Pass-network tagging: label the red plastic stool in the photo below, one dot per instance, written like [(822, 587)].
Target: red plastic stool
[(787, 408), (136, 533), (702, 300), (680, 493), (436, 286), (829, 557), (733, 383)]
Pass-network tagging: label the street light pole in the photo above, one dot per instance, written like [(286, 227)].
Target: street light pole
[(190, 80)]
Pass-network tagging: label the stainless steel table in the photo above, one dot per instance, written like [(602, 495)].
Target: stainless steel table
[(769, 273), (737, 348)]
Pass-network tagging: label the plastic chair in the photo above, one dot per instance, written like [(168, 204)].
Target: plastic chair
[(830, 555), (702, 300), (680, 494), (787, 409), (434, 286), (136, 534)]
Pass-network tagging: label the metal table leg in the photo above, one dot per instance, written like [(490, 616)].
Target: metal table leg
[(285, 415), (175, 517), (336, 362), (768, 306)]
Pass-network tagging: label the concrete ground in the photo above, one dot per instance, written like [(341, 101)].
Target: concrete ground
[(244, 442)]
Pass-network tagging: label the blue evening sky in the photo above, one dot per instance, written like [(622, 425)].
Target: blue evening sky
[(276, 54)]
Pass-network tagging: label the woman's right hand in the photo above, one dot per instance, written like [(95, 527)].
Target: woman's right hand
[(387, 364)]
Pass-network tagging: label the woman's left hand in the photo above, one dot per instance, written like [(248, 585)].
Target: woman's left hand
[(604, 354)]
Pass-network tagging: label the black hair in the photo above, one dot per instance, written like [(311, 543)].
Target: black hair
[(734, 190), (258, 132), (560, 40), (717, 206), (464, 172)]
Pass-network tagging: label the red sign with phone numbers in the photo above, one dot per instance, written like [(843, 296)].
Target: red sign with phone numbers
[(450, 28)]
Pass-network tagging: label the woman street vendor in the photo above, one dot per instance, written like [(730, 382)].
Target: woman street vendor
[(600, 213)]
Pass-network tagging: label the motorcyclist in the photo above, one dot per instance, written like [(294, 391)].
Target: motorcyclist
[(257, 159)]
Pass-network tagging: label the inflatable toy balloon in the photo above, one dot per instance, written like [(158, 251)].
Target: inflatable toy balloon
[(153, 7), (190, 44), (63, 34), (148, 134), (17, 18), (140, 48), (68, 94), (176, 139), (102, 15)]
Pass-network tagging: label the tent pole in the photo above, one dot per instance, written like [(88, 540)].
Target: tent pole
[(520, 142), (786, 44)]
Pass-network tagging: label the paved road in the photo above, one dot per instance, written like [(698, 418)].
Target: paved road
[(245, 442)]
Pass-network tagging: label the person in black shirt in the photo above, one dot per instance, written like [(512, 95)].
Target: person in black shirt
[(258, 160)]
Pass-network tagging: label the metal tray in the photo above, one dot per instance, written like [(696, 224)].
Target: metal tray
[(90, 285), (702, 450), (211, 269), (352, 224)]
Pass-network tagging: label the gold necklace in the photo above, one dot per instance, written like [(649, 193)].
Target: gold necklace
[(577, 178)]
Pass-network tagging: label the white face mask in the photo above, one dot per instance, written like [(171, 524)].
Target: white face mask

- [TASK REQUIREMENTS]: Across the data, pull every line containing the string "mask".

- [ANSWER FOR THE TASK]:
Pass-network tagging: label the white face mask in the photo above, one dot per instance, written like [(171, 524)].
Target: white face mask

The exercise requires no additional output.